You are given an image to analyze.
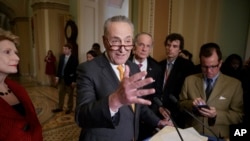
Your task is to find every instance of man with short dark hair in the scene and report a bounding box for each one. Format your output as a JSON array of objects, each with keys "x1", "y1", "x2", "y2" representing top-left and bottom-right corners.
[
  {"x1": 159, "y1": 33, "x2": 194, "y2": 128},
  {"x1": 179, "y1": 42, "x2": 244, "y2": 140},
  {"x1": 52, "y1": 43, "x2": 79, "y2": 114}
]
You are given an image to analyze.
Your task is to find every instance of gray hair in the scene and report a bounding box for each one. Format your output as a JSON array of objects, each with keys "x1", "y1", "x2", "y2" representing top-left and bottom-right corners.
[
  {"x1": 134, "y1": 32, "x2": 154, "y2": 47},
  {"x1": 103, "y1": 15, "x2": 134, "y2": 36}
]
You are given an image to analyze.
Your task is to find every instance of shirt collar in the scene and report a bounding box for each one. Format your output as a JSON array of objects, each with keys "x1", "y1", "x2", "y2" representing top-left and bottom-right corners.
[{"x1": 204, "y1": 72, "x2": 220, "y2": 84}]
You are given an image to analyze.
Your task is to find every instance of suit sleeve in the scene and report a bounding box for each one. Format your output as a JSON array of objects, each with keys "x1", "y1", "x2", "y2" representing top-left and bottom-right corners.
[
  {"x1": 71, "y1": 56, "x2": 79, "y2": 82},
  {"x1": 215, "y1": 80, "x2": 244, "y2": 125},
  {"x1": 139, "y1": 104, "x2": 160, "y2": 127},
  {"x1": 179, "y1": 76, "x2": 194, "y2": 111},
  {"x1": 75, "y1": 63, "x2": 115, "y2": 128}
]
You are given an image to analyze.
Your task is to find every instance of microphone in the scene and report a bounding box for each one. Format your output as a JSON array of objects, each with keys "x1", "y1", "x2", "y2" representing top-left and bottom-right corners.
[
  {"x1": 168, "y1": 94, "x2": 219, "y2": 141},
  {"x1": 153, "y1": 97, "x2": 184, "y2": 141}
]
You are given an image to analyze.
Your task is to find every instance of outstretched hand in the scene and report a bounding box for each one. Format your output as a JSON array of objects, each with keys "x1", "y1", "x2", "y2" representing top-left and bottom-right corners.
[{"x1": 109, "y1": 65, "x2": 155, "y2": 111}]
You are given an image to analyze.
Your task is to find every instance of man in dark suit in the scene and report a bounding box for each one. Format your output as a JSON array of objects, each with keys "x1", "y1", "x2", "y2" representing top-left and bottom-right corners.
[
  {"x1": 159, "y1": 33, "x2": 194, "y2": 128},
  {"x1": 75, "y1": 15, "x2": 172, "y2": 141},
  {"x1": 52, "y1": 43, "x2": 79, "y2": 114},
  {"x1": 129, "y1": 32, "x2": 172, "y2": 140}
]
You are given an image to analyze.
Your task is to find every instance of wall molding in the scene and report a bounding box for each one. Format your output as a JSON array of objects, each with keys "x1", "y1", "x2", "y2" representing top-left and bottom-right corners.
[{"x1": 31, "y1": 2, "x2": 69, "y2": 11}]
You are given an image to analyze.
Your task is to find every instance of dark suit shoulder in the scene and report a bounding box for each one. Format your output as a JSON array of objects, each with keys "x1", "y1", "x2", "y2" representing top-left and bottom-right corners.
[
  {"x1": 219, "y1": 73, "x2": 241, "y2": 84},
  {"x1": 175, "y1": 57, "x2": 195, "y2": 74},
  {"x1": 147, "y1": 56, "x2": 159, "y2": 64},
  {"x1": 159, "y1": 59, "x2": 166, "y2": 65},
  {"x1": 78, "y1": 55, "x2": 108, "y2": 69},
  {"x1": 159, "y1": 57, "x2": 194, "y2": 71},
  {"x1": 126, "y1": 59, "x2": 140, "y2": 75},
  {"x1": 147, "y1": 57, "x2": 162, "y2": 72},
  {"x1": 175, "y1": 57, "x2": 194, "y2": 66},
  {"x1": 186, "y1": 73, "x2": 203, "y2": 80}
]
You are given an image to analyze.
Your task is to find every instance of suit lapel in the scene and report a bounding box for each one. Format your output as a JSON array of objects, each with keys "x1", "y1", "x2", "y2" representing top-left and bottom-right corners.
[
  {"x1": 99, "y1": 55, "x2": 139, "y2": 113},
  {"x1": 99, "y1": 55, "x2": 120, "y2": 89},
  {"x1": 166, "y1": 58, "x2": 179, "y2": 83},
  {"x1": 195, "y1": 75, "x2": 206, "y2": 100},
  {"x1": 146, "y1": 60, "x2": 153, "y2": 77},
  {"x1": 126, "y1": 61, "x2": 140, "y2": 113},
  {"x1": 207, "y1": 74, "x2": 223, "y2": 103}
]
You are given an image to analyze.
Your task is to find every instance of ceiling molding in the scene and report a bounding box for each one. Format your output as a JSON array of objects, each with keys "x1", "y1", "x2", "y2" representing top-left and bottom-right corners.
[{"x1": 31, "y1": 2, "x2": 69, "y2": 11}]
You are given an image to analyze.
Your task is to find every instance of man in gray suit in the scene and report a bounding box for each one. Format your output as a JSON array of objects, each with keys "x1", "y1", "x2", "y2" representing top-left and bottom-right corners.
[
  {"x1": 75, "y1": 15, "x2": 172, "y2": 141},
  {"x1": 179, "y1": 43, "x2": 244, "y2": 140}
]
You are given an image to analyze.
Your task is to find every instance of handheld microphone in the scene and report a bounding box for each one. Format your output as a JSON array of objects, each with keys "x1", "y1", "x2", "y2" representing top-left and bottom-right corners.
[
  {"x1": 168, "y1": 94, "x2": 219, "y2": 141},
  {"x1": 153, "y1": 97, "x2": 184, "y2": 141}
]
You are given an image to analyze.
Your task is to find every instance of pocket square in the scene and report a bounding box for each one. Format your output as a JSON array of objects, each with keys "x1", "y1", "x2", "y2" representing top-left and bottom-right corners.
[{"x1": 219, "y1": 96, "x2": 226, "y2": 100}]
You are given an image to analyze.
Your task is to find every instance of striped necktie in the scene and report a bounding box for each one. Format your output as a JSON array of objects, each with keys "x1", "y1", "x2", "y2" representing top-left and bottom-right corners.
[
  {"x1": 206, "y1": 78, "x2": 213, "y2": 100},
  {"x1": 163, "y1": 62, "x2": 173, "y2": 88}
]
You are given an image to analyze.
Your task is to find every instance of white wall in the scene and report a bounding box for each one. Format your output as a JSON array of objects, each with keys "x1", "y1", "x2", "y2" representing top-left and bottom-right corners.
[{"x1": 77, "y1": 0, "x2": 129, "y2": 63}]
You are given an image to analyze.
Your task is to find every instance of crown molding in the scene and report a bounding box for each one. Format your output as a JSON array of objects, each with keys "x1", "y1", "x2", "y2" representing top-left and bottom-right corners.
[{"x1": 31, "y1": 2, "x2": 69, "y2": 11}]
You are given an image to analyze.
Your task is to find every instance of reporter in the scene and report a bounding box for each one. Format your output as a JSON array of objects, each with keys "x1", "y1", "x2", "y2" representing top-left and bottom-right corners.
[{"x1": 179, "y1": 43, "x2": 243, "y2": 140}]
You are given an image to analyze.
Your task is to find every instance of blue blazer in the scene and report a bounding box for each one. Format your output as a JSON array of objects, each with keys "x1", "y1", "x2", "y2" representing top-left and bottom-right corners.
[{"x1": 57, "y1": 54, "x2": 78, "y2": 85}]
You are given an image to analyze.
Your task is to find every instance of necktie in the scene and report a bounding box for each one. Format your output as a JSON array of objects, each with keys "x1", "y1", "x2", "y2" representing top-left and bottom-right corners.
[
  {"x1": 117, "y1": 65, "x2": 135, "y2": 112},
  {"x1": 138, "y1": 63, "x2": 143, "y2": 69},
  {"x1": 117, "y1": 65, "x2": 124, "y2": 81},
  {"x1": 167, "y1": 63, "x2": 173, "y2": 74},
  {"x1": 206, "y1": 78, "x2": 213, "y2": 100},
  {"x1": 163, "y1": 63, "x2": 172, "y2": 88}
]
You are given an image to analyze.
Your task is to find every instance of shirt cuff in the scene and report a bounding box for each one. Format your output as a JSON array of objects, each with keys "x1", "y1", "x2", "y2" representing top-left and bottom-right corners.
[{"x1": 110, "y1": 108, "x2": 118, "y2": 117}]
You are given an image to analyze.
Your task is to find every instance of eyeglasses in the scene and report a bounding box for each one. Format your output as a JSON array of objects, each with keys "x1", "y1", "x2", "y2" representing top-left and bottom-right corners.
[
  {"x1": 201, "y1": 64, "x2": 219, "y2": 69},
  {"x1": 136, "y1": 42, "x2": 152, "y2": 48},
  {"x1": 104, "y1": 37, "x2": 134, "y2": 51}
]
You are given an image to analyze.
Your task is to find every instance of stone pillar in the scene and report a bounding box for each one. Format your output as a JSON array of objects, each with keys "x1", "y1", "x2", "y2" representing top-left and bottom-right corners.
[
  {"x1": 11, "y1": 17, "x2": 31, "y2": 76},
  {"x1": 31, "y1": 1, "x2": 70, "y2": 85}
]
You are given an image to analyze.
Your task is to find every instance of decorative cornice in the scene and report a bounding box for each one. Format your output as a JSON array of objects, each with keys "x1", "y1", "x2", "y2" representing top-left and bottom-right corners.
[{"x1": 31, "y1": 2, "x2": 69, "y2": 11}]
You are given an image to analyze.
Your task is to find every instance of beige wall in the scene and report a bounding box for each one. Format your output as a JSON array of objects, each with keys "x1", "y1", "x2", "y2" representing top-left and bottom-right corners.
[
  {"x1": 14, "y1": 17, "x2": 31, "y2": 75},
  {"x1": 32, "y1": 2, "x2": 70, "y2": 84},
  {"x1": 153, "y1": 0, "x2": 170, "y2": 62},
  {"x1": 150, "y1": 0, "x2": 218, "y2": 63},
  {"x1": 131, "y1": 0, "x2": 168, "y2": 62},
  {"x1": 153, "y1": 0, "x2": 250, "y2": 64},
  {"x1": 169, "y1": 0, "x2": 221, "y2": 64}
]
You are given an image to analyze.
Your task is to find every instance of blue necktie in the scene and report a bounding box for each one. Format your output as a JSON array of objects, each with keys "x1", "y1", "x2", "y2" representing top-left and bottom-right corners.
[{"x1": 206, "y1": 79, "x2": 213, "y2": 99}]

• What to produce:
The line with "Your task is to find every instance of blue necktie" and all the lines after it in the records above are to be output exactly, with nothing added.

• Exercise response:
Your task is to find every instance of blue necktie in the scene and report a bounding box for each one. Format your output as a JSON array of objects, each with keys "x1", "y1", "x2", "y2" representing top-left and bottom-right corners.
[{"x1": 206, "y1": 79, "x2": 213, "y2": 99}]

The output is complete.